WORK TO BE COMPLETED —
Rewrite the entries from the start through the line that contains "point(541, 231)", keeping all of their lines but omitting the pictures. Multiply each point coordinate in the answers by 1.55 and round to whole numbers, rounding halves up.

EXCERPTED RECORDS —
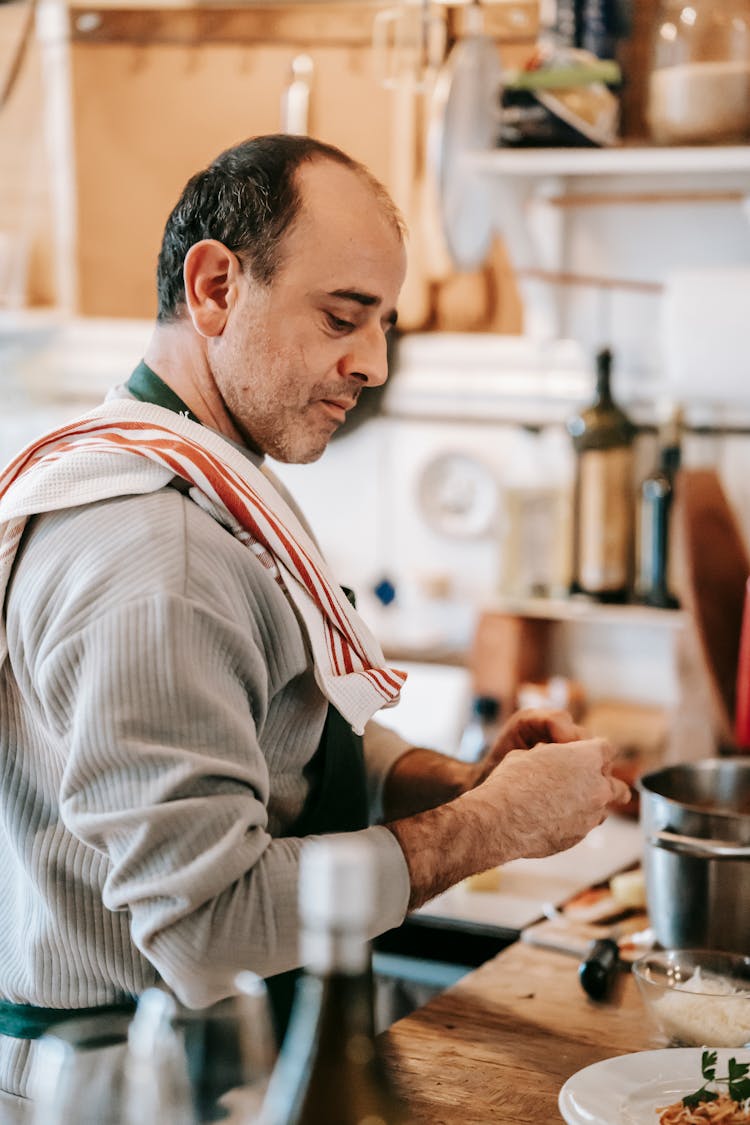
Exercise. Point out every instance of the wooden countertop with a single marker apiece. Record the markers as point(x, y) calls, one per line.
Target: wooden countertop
point(498, 1045)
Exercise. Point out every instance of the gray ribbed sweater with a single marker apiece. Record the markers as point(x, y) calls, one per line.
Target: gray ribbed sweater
point(159, 714)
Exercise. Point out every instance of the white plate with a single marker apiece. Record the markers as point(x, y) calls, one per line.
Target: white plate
point(626, 1090)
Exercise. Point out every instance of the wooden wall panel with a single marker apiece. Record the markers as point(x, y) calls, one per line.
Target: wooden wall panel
point(159, 92)
point(25, 201)
point(146, 118)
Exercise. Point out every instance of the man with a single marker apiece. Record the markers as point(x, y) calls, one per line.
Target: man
point(180, 677)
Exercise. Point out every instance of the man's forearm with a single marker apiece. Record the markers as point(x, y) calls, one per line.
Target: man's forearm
point(422, 780)
point(535, 802)
point(442, 846)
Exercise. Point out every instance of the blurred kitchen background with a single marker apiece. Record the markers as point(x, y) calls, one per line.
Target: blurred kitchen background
point(541, 231)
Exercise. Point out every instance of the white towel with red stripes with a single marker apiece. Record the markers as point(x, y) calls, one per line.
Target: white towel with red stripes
point(126, 448)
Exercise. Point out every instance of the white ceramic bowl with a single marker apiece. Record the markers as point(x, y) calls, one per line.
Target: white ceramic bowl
point(697, 997)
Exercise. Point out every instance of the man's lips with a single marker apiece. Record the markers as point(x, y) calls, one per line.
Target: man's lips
point(337, 407)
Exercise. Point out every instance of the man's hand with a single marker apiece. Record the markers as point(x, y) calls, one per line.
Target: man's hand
point(533, 803)
point(523, 730)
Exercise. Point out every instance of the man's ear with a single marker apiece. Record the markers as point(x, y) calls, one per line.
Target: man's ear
point(210, 273)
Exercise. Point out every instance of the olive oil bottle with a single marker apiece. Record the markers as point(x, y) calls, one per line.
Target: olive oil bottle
point(654, 582)
point(331, 1071)
point(604, 496)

TASK RESULT —
Exercise. Point out every instance of the wooden countertop with a single marker apiece. Record the markers as point(x, y) calls, one per line.
Target: wooden countertop
point(772, 1620)
Exercise. Point out every instance of the gray ribbed sweater with a single marker apiece. Record the markers as point(x, y) calls, one per line.
Target: gray ribbed sweater
point(246, 1107)
Exercise. Point out every instance of the white plate with a single marker apiece. Record the markers as point(x, y) calls, one per line.
Target: white plate
point(970, 1690)
Exercise. Point out every instance of the wooden wall panel with a single marker apiece. Record the markers as point(x, y) calls, one per line.
Target: wooden wall panel
point(246, 143)
point(39, 312)
point(226, 183)
Exercise. Point out every instance of the man with a single marker apiece. Record the markers as point(x, y) calls, one per line.
Target: man
point(279, 1049)
Exercise. Point out every instance of the man's forearm with a single marker apiece. Record the markers as point(x, y) calls, one per line.
Target: man's forearm
point(654, 1209)
point(829, 1243)
point(685, 1311)
Exercise. Point out every instance of the blurred kitchen background with a single marker apiece. Record the markers as point(x, y) calls, one per line.
Target: blurred kitchen background
point(839, 358)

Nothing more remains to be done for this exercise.